= Soal Latihan =
Salin dari teks bacaan tentang risiko Covid-19 di kabin pesawat bagian antara "Menurut hasil studi, risiko" dan "oleh ribuan batuk.", termasuk kedua ujungnya.

= Teks Bacaan =
REPUBLIKA.CO.ID, JAKARTA -- Sebuah studi terbaru yang dilakukan oleh Departemen Pertahanan Amerika Serikat (AS) mengungkap risiko penyebaran Covid-19 di kabin pesawat. Studi tersebut dilakukan di pesawat United Airlines, maskapai yang melayani penerbangan domestik dan internasional.
Menurut hasil studi, risiko paparan virus corona jenis baru, SARS-CoV-2, penyebab Covid-19 di dalam pesawat United Airlines nyaris tidak ada. Temuan itu didapat dalam kondisi mengenakan masker.
Dengan memakai masker di pesawat, hanya ada 0,003 persen kemungkinan partikel dari penumpang yang dapat memasuki ruang pernapasan penumpang lainnya yang sedang duduk di samping mereka. Studi melibatkan 300 tes dalam waktu enam bulan lebih sedikit dengan manekin di pesawat United Airlines.
Manekin itu dilengkapi dengan generator aerosol yang memungkinkan teknisi memproduksi pernapasan dan batuk. Setiap tes melepaskan 180 juta partikel, setara dengan jumlah partikel yang dihasilkan oleh ribuan batuk.
Mereka mempelajari cara partikel manekin itu bergerak di dalam kabin dengan memakai dan melepaskan masker. Tes mengasumsikan penerbangan itu benar-benar penuh dengan teknisi yang menempatkan sensor di kursi, dapur, dan jembatan jet untuk mewakili penumpang lain di pesawat.
"Sebanyak 99,9 persen partikel tersebut meninggalkan interior pesawat dalam waktu enam menit. Ini menunjukkan bahwa berada di dalam pesawat adalah area publik dalam ruangan yang paling aman, karena konfigurasi unik di dalam pesawat yang mencakup ventilasi agresif, banyak aliran udara," ujar Chief Communication Officer United Airlines Josh Earnest, dilansir ABC News, Jumat (16/10).
Pada akhir September, CEO United Airlines Scott Kirby mengatakan, karyawan di maskapai penerbangan tersebut melaporkan tingkat Covid-19 yang lebih rendah dibanding masyarakat umum. Ia menggarisbawahi bahwa itu adalah salah satu dari beberapa poin data yang menunjukkan keselamatan di dalam pesawat.
"Di United dan juga di pesaing besar kami, pramugari kami memiliki tingkat infeksi Covid-19 yang lebih rendah daripada populasi umum, yang merupakan salah satu dari beberapa poin data yang menunjukkan keselamatan di dalam pesawat,” jelas Kirby.

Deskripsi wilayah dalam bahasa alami
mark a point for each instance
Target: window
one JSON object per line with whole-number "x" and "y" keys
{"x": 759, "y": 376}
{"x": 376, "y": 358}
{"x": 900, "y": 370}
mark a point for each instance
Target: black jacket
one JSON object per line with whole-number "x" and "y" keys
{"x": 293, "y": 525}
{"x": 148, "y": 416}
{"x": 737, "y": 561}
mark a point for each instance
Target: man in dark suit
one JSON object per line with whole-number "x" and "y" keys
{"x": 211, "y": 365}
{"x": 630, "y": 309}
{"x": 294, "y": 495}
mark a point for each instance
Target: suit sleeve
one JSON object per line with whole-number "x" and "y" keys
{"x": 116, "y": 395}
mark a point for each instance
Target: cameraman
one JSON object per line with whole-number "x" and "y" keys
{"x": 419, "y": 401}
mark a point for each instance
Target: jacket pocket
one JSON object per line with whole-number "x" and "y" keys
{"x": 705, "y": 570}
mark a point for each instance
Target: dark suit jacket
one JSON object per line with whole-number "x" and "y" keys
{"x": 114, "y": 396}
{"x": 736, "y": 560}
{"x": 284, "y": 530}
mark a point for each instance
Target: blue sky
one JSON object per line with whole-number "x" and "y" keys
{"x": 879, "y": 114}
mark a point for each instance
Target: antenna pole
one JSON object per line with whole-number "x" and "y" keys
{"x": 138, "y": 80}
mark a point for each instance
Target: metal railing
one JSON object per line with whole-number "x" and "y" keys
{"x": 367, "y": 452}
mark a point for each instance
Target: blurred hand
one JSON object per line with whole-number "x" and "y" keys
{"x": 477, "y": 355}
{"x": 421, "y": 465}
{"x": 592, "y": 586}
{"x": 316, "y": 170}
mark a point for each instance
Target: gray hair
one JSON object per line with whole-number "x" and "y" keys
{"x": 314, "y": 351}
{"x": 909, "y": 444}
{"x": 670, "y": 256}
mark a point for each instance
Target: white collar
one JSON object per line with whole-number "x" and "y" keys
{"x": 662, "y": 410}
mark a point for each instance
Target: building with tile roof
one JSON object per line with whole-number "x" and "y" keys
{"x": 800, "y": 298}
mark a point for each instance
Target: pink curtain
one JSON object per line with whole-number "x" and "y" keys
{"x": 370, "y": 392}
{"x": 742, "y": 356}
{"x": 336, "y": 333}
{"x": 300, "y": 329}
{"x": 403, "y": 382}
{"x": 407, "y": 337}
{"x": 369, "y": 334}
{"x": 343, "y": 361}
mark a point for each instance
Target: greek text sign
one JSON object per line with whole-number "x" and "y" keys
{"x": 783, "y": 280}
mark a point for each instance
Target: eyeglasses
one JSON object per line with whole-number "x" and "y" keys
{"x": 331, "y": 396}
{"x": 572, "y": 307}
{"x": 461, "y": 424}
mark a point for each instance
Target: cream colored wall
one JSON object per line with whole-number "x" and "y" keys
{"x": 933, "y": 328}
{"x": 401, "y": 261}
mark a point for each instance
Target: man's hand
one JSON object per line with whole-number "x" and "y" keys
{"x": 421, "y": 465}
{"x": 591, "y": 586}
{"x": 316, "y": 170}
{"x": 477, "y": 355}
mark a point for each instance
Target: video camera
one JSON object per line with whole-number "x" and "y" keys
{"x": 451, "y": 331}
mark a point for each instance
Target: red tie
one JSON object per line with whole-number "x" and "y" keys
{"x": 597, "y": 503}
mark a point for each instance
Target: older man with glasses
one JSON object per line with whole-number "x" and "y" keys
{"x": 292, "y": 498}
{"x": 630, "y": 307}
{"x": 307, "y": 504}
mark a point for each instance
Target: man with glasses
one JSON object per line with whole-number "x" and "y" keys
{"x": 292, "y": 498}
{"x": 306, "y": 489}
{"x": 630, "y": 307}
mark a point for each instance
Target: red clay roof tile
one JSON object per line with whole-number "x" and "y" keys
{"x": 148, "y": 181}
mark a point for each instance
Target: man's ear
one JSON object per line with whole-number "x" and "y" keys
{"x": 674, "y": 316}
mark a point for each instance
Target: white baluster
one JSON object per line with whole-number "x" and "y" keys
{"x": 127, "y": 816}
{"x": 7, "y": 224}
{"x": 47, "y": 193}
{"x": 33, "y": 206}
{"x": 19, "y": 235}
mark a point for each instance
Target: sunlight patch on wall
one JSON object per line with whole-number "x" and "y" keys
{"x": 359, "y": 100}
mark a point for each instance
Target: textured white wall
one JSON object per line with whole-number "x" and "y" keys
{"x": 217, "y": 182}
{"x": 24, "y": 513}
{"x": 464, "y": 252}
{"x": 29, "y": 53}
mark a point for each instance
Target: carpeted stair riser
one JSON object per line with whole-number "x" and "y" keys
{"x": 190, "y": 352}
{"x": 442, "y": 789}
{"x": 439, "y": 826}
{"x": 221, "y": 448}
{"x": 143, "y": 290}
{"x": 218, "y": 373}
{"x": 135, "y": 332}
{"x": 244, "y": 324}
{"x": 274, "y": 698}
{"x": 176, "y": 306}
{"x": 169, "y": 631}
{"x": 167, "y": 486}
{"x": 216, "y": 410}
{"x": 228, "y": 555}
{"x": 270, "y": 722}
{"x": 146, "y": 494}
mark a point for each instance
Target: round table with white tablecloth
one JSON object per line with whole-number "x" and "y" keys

= Jawaban Soal =
Menurut hasil studi, risiko paparan virus corona jenis baru, SARS-CoV-2, penyebab Covid-19 di dalam pesawat United Airlines nyaris tidak ada. Temuan itu didapat dalam kondisi mengenakan masker.
Dengan memakai masker di pesawat, hanya ada 0,003 persen kemungkinan partikel dari penumpang yang dapat memasuki ruang pernapasan penumpang lainnya yang sedang duduk di samping mereka. Studi melibatkan 300 tes dalam waktu enam bulan lebih sedikit dengan manekin di pesawat United Airlines.
Manekin itu dilengkapi dengan generator aerosol yang memungkinkan teknisi memproduksi pernapasan dan batuk. Setiap tes melepaskan 180 juta partikel, setara dengan jumlah partikel yang dihasilkan oleh ribuan batuk.